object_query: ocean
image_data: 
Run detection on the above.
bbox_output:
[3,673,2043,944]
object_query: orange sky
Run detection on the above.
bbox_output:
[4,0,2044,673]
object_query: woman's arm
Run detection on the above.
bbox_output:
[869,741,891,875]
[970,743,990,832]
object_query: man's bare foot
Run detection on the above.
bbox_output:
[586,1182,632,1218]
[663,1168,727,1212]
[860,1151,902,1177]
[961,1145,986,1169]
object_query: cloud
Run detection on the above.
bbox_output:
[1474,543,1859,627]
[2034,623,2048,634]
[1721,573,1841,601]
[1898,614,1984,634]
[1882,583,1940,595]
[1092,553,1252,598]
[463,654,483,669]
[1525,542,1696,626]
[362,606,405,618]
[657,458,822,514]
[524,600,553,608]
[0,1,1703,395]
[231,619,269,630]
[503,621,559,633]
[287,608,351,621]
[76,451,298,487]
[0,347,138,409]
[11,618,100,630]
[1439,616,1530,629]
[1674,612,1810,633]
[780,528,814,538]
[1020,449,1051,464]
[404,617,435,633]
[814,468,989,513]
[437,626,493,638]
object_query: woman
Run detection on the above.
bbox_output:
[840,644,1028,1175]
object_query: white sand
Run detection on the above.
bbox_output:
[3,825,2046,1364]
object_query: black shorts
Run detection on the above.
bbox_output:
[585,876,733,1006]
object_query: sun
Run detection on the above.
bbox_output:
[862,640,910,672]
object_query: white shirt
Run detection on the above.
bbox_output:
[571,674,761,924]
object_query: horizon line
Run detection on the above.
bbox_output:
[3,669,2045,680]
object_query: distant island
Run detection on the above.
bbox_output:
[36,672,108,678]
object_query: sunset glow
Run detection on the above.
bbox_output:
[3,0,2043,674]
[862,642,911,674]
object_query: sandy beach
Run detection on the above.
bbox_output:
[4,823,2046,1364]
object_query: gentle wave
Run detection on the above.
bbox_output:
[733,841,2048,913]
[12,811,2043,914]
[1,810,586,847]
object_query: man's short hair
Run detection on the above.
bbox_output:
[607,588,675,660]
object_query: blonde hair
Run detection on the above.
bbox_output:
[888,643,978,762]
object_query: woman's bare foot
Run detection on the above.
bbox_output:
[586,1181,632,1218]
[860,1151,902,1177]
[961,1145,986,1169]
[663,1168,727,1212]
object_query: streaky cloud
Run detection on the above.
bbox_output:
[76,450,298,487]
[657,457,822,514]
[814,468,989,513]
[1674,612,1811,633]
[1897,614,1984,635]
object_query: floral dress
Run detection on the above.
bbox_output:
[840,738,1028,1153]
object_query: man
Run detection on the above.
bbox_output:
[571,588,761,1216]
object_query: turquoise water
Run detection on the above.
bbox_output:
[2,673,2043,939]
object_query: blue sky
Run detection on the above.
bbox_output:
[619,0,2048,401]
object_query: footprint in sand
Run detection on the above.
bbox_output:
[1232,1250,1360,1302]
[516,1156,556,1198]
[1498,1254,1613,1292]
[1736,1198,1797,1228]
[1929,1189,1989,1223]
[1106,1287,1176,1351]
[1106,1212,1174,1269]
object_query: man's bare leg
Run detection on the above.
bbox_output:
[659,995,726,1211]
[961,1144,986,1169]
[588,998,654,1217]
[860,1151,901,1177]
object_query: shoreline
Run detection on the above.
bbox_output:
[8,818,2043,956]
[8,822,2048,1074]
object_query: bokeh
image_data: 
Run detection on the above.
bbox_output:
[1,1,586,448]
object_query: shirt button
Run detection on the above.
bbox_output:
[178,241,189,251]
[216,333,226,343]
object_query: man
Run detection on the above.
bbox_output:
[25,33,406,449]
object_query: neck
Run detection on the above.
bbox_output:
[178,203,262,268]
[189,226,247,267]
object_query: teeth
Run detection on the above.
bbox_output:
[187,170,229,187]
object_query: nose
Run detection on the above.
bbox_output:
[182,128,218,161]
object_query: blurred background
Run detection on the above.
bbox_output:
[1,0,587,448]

REQUIREMENT. Word for word, transcribe all of the records.

ANSWER.
object_query: ocean
image_data: 
Run detection on the above.
bbox_output:
[3,673,2043,944]
object_query: orange sky
Run detection on the above.
bbox_output:
[4,0,2044,673]
object_query: woman's arm
Run detection on the above.
bbox_output:
[869,741,891,875]
[970,743,990,832]
object_query: man's bare foot
Run detection on the above.
bbox_output:
[586,1182,632,1218]
[663,1168,727,1212]
[860,1151,902,1177]
[961,1145,986,1169]
object_query: cloud
Run detection on the above.
bbox_output:
[1474,543,1859,627]
[2034,623,2048,634]
[1721,573,1841,601]
[1898,614,1984,634]
[1882,583,1940,595]
[1092,553,1252,598]
[463,654,483,669]
[1525,542,1696,626]
[362,606,405,618]
[657,458,822,514]
[524,600,553,608]
[0,1,1703,395]
[231,619,269,630]
[503,621,559,633]
[287,608,351,621]
[76,451,298,487]
[0,347,138,409]
[11,618,100,630]
[1439,616,1530,629]
[1674,612,1810,633]
[780,528,814,538]
[1020,449,1051,464]
[404,617,435,633]
[814,468,989,513]
[437,626,493,638]
object_query: woman
Run detection on the above.
bbox_output:
[840,644,1028,1175]
object_query: white sand
Run detection on the above.
bbox_output:
[3,825,2046,1364]
object_query: black shorts
Run detection on the above.
bbox_output:
[585,876,733,1006]
object_query: sun
Run detection on the above.
bbox_output:
[862,640,910,672]
object_query: white shirt
Run detection on the above.
bbox_output:
[571,674,761,924]
object_query: horizon line
Run detection on the above.
bbox_output:
[3,669,2045,680]
object_query: distant island
Run detection on the above.
bbox_output:
[36,672,108,678]
object_query: sunset glow
Run detection on the above.
bbox_output:
[3,0,2043,674]
[862,642,911,674]
object_query: sandy beach
Run detection on the above.
bbox_output:
[4,823,2046,1364]
object_query: gentle wave
Run detection on the above.
bbox_output:
[733,841,2048,913]
[12,811,2043,914]
[1,810,586,847]
object_query: man's short hair
Run detection on the above.
bbox_output:
[607,588,675,660]
object_query: blonde hair
Run detection on the above.
bbox_output:
[888,643,978,762]
object_query: woman's bare foot
Run detection on the above.
bbox_output:
[586,1181,632,1218]
[860,1151,902,1177]
[961,1145,986,1169]
[663,1168,727,1212]
object_query: streaky cloud
Run detection on the above.
bbox_output:
[76,450,298,487]
[657,457,822,514]
[814,468,989,513]
[1674,612,1811,633]
[1897,614,1984,635]
object_query: floral dress
Run detection on the above.
bbox_output:
[840,738,1028,1153]
object_query: man
Run detection on the above.
bbox_output:
[571,588,761,1216]
object_query: turquoise water
Run detection on the above.
bbox_output:
[2,673,2043,939]
object_query: blue sky
Run detection on the above.
bbox_output:
[619,0,2048,401]
object_query: footprint in sand
Run detection on the above.
bbox_output:
[1232,1250,1360,1302]
[516,1156,556,1198]
[1498,1254,1613,1292]
[1736,1198,1797,1228]
[1929,1189,1989,1223]
[1106,1287,1176,1351]
[1106,1212,1174,1269]
object_query: man's bare leg
Run detection on the above.
bbox_output:
[659,995,726,1211]
[961,1144,986,1169]
[588,998,654,1217]
[860,1151,901,1177]
object_query: shoreline
Run detection on the above.
bbox_output:
[8,818,2043,956]
[8,822,2048,1074]
object_query: bokeh
image_data: 
Run detection on the above.
bbox_output:
[1,1,586,448]
object_query: shirt button
Run detection on the above.
bbox_output:
[178,241,189,251]
[216,333,226,343]
object_query: man
Run detection on the above.
bbox_output:
[25,33,406,449]
object_query: neck
Run detection on the above.
bbox_output:
[178,203,262,268]
[189,226,247,267]
object_query: teeth
Run detection on the above.
bbox_output:
[187,170,229,187]
object_query: nose
Run detection on the above.
bbox_output:
[182,128,218,161]
object_query: blurred background
Run detection on the above.
bbox_output:
[1,0,587,448]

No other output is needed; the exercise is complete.